● What is expected:
Return the full listing, so that each line matches the original exactly.

● Records provided:
=====

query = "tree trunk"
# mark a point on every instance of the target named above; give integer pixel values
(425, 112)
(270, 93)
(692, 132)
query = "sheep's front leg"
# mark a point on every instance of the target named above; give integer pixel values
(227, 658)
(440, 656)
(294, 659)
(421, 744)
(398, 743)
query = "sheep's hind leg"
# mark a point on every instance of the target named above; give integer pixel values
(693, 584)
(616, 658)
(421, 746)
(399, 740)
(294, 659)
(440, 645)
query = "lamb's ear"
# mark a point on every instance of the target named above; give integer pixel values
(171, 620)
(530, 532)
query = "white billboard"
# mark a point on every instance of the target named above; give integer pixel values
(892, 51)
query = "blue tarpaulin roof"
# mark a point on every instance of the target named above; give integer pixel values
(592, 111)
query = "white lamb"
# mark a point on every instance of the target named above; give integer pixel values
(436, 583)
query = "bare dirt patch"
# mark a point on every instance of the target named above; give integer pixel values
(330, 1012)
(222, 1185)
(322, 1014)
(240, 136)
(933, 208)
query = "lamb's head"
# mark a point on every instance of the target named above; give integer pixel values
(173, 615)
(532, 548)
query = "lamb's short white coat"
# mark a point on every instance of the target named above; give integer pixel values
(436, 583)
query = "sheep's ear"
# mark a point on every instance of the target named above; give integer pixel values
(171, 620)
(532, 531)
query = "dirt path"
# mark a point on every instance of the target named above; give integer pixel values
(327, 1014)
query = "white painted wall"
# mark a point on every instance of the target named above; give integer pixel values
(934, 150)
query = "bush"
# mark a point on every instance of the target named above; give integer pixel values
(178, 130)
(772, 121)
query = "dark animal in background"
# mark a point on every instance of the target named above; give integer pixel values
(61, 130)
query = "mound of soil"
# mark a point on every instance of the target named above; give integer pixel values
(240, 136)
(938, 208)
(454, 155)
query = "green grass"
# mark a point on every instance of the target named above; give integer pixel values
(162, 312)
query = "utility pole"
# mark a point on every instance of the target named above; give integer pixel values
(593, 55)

=====

● Response area:
query = "tree trunk"
# mark a point on every instance of the target named above; give integer pixel values
(425, 112)
(270, 93)
(692, 132)
query = "sheep's front leg"
# mark a point on every instance of the target named above; give integer pixel values
(227, 658)
(440, 656)
(294, 659)
(421, 744)
(398, 743)
query = "sheep's hind leg"
# mark a point on every instance of the target named above; give integer pixel values
(693, 584)
(616, 658)
(421, 746)
(399, 740)
(294, 659)
(440, 645)
query = "lamb's ear"
# mark a point on every instance of the target named above; give integer pixel values
(171, 620)
(530, 532)
query = "white billboard"
# mark a point on every instance of the target named above; give integer pixel values
(892, 51)
query = "blue tarpaulin roof"
# mark a point on every instance of the target named above; give integer pixel values
(592, 111)
query = "white lamb"
# mark a point on every instance of the target named above; give integer pixel values
(436, 583)
query = "bare dirt patch"
# mark a point on every instance of the target named above; give integer pixel values
(330, 1012)
(222, 1185)
(322, 1014)
(240, 136)
(933, 208)
query = "lamb's head"
# mark a point on every instance of the target named above; give integer pixel values
(173, 615)
(532, 548)
query = "lamb's short white coat"
# mark a point on every instance of the target named above; give integer pixel values
(436, 583)
query = "sheep's ear"
# mark a point on every instance of the target named above; give integer pixel values
(171, 620)
(532, 531)
query = "dirt path"
# mark a point on every instance of the target named above; give integer pixel values
(327, 1014)
query = "white painted wall"
# mark a point on every instance of the target named above; give integer pixel values
(934, 150)
query = "bush"
# mark a point on every instance of the target named above; give integer pixel values
(178, 130)
(772, 121)
query = "dark animal in background"
# mark a point on every instance of the target named above; give integer pixel values
(61, 130)
query = "mound of soil"
# mark a point on every instance of the target named above; give integer pixel values
(240, 136)
(938, 208)
(454, 155)
query = "green grass"
# mark a point on every instance of the target named above; give integer pixel values
(162, 312)
query = "utility pole"
# mark a point on every instance of the target named above; give integer pixel values
(593, 55)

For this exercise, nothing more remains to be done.